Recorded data
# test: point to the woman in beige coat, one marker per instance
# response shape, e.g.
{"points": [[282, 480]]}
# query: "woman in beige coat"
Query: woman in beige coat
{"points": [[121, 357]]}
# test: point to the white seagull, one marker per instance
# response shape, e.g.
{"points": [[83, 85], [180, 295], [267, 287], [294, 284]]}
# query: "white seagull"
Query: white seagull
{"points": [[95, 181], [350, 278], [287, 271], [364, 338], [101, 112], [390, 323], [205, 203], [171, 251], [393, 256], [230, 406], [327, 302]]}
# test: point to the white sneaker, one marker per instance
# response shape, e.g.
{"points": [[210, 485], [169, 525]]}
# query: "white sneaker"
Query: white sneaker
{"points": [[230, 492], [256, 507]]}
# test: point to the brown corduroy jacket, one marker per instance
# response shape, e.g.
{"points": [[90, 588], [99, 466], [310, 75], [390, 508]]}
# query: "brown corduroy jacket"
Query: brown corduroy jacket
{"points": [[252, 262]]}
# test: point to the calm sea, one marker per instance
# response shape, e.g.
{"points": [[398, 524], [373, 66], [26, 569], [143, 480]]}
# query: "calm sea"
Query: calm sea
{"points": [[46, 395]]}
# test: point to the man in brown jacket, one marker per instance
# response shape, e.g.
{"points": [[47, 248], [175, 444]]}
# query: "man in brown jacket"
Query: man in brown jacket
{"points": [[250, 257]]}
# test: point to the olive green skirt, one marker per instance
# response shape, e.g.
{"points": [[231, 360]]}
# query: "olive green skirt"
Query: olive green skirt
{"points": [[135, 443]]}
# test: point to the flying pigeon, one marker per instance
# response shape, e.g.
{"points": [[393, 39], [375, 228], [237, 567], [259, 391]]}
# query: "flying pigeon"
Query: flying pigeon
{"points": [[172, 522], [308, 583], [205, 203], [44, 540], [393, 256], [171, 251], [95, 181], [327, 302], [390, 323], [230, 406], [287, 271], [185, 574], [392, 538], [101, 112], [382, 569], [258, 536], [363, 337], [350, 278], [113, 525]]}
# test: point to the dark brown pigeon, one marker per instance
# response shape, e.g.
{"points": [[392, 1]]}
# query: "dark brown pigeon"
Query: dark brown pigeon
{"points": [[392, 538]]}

--

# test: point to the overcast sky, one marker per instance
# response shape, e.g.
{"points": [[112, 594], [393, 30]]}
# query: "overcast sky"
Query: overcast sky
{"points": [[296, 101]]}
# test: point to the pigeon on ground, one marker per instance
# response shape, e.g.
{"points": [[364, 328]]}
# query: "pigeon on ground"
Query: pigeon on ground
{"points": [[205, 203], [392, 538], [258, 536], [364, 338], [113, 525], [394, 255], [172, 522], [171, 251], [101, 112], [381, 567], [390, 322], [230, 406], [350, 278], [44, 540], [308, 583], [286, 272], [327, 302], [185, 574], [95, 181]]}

---

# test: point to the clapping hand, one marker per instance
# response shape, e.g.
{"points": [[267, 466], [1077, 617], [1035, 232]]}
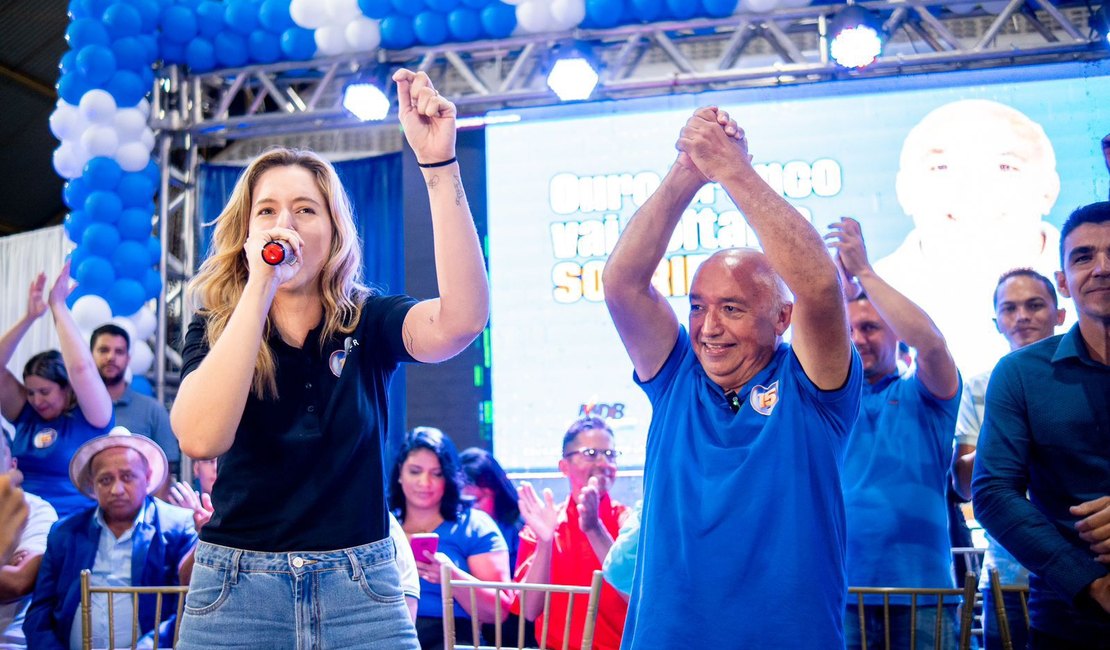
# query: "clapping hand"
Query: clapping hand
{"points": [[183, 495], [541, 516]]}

What is needed:
Please write out, exactly as they appear above, only the lines in the stretch from the line with "# test: point to the overcast" through the line with "# test: point to the pigeon".

Solution to the problem:
# test: point to the overcast sky, one marker per instance
# response shape, e.g.
{"points": [[112, 594], [393, 30]]}
# query: "overcast sky"
Query: overcast sky
{"points": [[296, 101]]}
# test: point to the pigeon on ground, one marker per instance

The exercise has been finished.